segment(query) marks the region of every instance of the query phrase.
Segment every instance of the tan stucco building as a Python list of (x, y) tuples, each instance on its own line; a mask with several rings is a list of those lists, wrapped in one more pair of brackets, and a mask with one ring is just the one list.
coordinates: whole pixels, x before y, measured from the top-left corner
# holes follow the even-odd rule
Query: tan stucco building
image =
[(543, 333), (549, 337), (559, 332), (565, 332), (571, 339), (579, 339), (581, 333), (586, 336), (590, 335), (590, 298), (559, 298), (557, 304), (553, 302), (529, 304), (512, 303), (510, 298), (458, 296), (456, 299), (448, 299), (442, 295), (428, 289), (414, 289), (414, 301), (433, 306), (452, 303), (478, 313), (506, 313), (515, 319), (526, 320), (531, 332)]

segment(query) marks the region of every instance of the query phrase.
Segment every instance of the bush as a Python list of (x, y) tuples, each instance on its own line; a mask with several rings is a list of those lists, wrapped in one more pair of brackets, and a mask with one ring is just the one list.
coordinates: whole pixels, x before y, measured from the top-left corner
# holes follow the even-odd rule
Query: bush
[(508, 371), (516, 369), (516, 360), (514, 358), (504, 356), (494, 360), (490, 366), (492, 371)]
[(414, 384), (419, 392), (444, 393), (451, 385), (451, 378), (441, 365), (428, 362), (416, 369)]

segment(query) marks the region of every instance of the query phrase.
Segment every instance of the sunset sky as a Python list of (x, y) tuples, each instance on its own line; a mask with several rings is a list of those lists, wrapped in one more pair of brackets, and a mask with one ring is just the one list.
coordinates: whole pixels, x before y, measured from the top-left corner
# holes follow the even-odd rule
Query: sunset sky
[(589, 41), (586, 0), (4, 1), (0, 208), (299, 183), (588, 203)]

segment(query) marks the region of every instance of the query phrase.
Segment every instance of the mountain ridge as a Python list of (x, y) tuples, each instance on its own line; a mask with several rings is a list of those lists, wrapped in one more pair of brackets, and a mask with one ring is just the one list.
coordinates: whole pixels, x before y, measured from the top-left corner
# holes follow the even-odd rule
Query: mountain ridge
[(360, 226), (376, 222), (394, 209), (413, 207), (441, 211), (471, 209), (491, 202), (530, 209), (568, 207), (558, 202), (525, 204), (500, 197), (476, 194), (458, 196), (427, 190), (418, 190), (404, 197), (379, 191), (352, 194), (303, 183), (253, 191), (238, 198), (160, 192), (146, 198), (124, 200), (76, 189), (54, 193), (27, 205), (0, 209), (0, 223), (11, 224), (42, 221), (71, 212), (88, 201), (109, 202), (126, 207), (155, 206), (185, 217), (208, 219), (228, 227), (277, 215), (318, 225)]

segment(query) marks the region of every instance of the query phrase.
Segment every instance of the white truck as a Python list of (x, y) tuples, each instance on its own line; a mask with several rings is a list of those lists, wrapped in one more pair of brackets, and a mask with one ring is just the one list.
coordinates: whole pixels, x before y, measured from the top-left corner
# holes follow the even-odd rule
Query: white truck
========================================
→ 文字题目:
把上面的所有条目一行一行原样抄一遍，一个字都别改。

→ 任务结果:
segment(query) marks the region of every instance of the query phrase.
Segment every instance of the tan stucco building as a Python list of (x, y) tuples, each instance on its own line; a mask with several rings is a list of those lists, wrapped in one more pair of brackets, and a mask with one ring is just the one list.
coordinates: whole pixels, x before y, measured from the top-left corner
# holes follow the even-odd rule
Query: tan stucco building
image =
[(543, 333), (549, 337), (559, 332), (565, 332), (571, 339), (579, 339), (581, 333), (586, 336), (590, 335), (590, 298), (559, 298), (557, 304), (553, 302), (529, 304), (512, 303), (510, 298), (458, 296), (456, 299), (448, 299), (442, 295), (428, 289), (414, 289), (414, 301), (433, 306), (452, 303), (478, 313), (506, 313), (515, 319), (526, 320), (531, 332)]

segment(query) marks the region of every instance of the query phrase.
Segment every instance of the bush as a Python list of (x, y) tuples, each instance on its own line; a mask with several rings is a list of those lists, wrapped in one more pair of brackets, and a mask with one ring is just the one list.
coordinates: whole pixels, x before y, measured from the top-left corner
# holes follow the even-odd rule
Query: bush
[(508, 371), (516, 369), (516, 360), (514, 358), (504, 356), (494, 360), (490, 366), (492, 371)]
[(414, 384), (419, 392), (444, 393), (451, 385), (451, 378), (441, 365), (428, 362), (416, 369)]

segment(query) marks the region of every instance of the query phrase.
Segment every instance of the sunset sky as a Python list of (x, y) tuples, each instance on its own line; a mask with several rings is a list of those lists, wrapped in one more pair of brackets, and a mask with one ring is just the one list.
coordinates: whole pixels, x before y, measured from the top-left corner
# holes follow the even-odd rule
Query: sunset sky
[(589, 41), (586, 0), (4, 1), (0, 208), (299, 183), (588, 203)]

segment(query) marks the region of every instance of the query phrase.
Segment every instance of the mountain ridge as a Python list of (x, y) tuples, each instance on its own line; a mask with several rings is a list of those lists, wrapped in one more pair of brackets, and a mask with one ring is just the one list.
coordinates: whole pixels, x before y, measured from the top-left corner
# holes follow the even-odd rule
Query: mountain ridge
[(360, 226), (376, 222), (394, 209), (413, 207), (441, 211), (471, 209), (491, 202), (530, 209), (568, 207), (558, 202), (525, 204), (500, 197), (476, 194), (458, 196), (427, 190), (418, 190), (404, 197), (379, 191), (352, 194), (303, 183), (253, 191), (238, 198), (160, 192), (146, 198), (124, 200), (76, 189), (54, 193), (27, 205), (0, 209), (0, 223), (11, 224), (42, 221), (71, 212), (88, 201), (109, 202), (126, 207), (155, 206), (185, 217), (208, 219), (228, 227), (277, 215), (318, 225)]

segment(query) marks the region of every instance of the query phrase.
Segment every instance of the white truck as a Python list of (x, y) tuples, each instance on its own line; a mask with several rings is a list of those lists, wrapped in one more pair of brackets, and a mask with one ring is just the one list.
coordinates: whole pixels, x before y, measured from the top-left corner
# holes follow the even-odd rule
Query: white truck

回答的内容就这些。